Dataset items

:::

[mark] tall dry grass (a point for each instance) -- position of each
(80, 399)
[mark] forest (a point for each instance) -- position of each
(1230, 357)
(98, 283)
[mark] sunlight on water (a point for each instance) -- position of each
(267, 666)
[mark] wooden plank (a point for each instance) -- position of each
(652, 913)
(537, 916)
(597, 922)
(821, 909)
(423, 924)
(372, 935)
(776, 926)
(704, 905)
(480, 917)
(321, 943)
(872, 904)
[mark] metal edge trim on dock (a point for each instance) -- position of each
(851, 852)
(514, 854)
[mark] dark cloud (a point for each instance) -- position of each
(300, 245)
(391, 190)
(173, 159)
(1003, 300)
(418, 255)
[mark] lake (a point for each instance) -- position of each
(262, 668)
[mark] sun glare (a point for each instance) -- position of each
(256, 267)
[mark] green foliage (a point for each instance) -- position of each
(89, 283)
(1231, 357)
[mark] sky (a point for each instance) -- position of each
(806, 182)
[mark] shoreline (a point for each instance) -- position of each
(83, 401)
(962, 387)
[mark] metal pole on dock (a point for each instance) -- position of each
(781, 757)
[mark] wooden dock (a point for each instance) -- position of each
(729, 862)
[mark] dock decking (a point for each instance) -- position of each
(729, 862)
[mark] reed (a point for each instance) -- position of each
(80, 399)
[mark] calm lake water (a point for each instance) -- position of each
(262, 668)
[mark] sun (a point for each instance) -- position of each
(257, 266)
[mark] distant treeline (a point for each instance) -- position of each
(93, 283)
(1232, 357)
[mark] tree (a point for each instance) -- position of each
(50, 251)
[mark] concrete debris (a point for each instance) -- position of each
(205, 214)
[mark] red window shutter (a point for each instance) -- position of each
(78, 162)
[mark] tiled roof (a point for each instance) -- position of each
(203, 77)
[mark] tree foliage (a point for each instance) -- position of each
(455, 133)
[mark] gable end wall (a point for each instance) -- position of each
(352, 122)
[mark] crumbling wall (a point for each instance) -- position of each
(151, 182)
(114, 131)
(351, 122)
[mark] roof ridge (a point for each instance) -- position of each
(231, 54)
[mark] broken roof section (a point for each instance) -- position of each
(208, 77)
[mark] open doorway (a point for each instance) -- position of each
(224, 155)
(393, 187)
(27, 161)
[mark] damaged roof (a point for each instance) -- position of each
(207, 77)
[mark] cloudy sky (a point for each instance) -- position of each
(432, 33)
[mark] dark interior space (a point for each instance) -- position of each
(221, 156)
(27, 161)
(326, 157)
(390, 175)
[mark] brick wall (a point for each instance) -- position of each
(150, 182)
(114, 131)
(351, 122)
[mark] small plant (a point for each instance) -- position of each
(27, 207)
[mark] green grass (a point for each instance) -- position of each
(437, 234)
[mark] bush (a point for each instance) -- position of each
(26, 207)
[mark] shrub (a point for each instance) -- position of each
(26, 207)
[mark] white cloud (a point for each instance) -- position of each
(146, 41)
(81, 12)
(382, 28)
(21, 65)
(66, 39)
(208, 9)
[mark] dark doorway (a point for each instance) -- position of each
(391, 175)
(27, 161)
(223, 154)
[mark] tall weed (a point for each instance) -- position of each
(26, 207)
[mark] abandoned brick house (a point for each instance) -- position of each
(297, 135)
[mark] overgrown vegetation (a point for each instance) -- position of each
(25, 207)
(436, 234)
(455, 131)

:::

Rewrite the material above, changing every "position of each" to "location of each" and leaving all else the same.

[mark] tall dry grass (a point for each instance) -- location of each
(80, 399)
[mark] forest (a point for each instance) -- location of each
(1230, 357)
(98, 283)
[mark] sunlight on water (a point for each instance) -- location of each
(267, 666)
[mark] wooden plank (a point for each instance) -- location of each
(652, 913)
(537, 916)
(597, 922)
(821, 909)
(423, 924)
(372, 935)
(776, 926)
(704, 905)
(480, 917)
(321, 943)
(872, 904)
[mark] metal edge trim on dock (a point for each instance) -- location of each
(851, 852)
(514, 854)
[mark] dark cloud (a point for each instance) -- location of each
(300, 245)
(391, 190)
(173, 159)
(1003, 300)
(418, 255)
[mark] lake (a point for each instance) -- location of each
(262, 668)
[mark] sun glare (a point for each instance) -- location of each
(256, 267)
[mark] green foliage (a point for each instance) -- location of each
(89, 283)
(1231, 357)
[mark] sky (a point for each instance) -- location of each
(806, 182)
[mark] shoreline (a point for each instance) -- location of each
(83, 401)
(962, 387)
[mark] metal pole on dock (a point for each instance) -- location of each
(781, 757)
[mark] wooden dock (a point for each instance) -- location of each
(729, 862)
[mark] dock decking (a point for each instance) -- location of each
(729, 862)
[mark] reed (a point for each instance) -- location of each
(80, 399)
[mark] calm lake water (a point for each instance) -- location of each
(262, 668)
[mark] sun (a point for each instance) -- location of each
(257, 266)
[mark] distant treeline (a point for each instance) -- location of each
(93, 283)
(1232, 357)
[mark] tree (a point for each instance) -- location of each
(50, 251)
[mark] concrete debris (a point for each instance) -- location of each
(205, 214)
[mark] red window shutter (a point for each instance) -- location of each
(78, 162)
[mark] tiled roof (a point for each instance) -- location of each
(203, 77)
[mark] tree foliage (a point for each instance) -- location of each
(455, 133)
[mark] gable end wall (a point for each instance) -- location of each
(352, 122)
[mark] crumbling wall (a point for each instance) -- location of each
(151, 182)
(114, 131)
(351, 122)
[mark] roof ridge (a point for each instance) -- location of each
(231, 54)
[mark] broken roof section (a point for each instance) -- location of each
(208, 77)
[mark] open doorway (a point for each instance) -- location of each
(224, 155)
(393, 187)
(27, 161)
[mark] damaged roof (a point for each instance) -- location of each
(207, 77)
[mark] cloudy sky (a point for each instance) -- location of each
(432, 33)
[mark] dark interior space (a point for each instance) -- location of each
(221, 156)
(27, 161)
(326, 157)
(390, 175)
[mark] brick wall (a point for each instance) -- location of each
(150, 182)
(114, 131)
(351, 122)
[mark] small plant (a point for each instance) -- location of each
(27, 207)
[mark] green grass (a point for each instance) -- location of each
(437, 234)
[mark] bush (a point for each instance) -- location of each
(26, 207)
[mark] shrub (a point for each instance) -- location of each
(26, 207)
[mark] white cloud (a point for each instance) -- location of each
(146, 41)
(81, 12)
(382, 28)
(21, 65)
(66, 39)
(208, 9)
[mark] dark doorway (a point for each instance) -- location of each
(391, 175)
(27, 161)
(223, 154)
[mark] tall weed (a point for each instance) -- location of each
(26, 207)
[mark] abandoned brick house (a point for each instance) -- location of each
(297, 135)
[mark] overgrown vegetation (a point for each instance) -- location of each
(25, 207)
(436, 234)
(455, 131)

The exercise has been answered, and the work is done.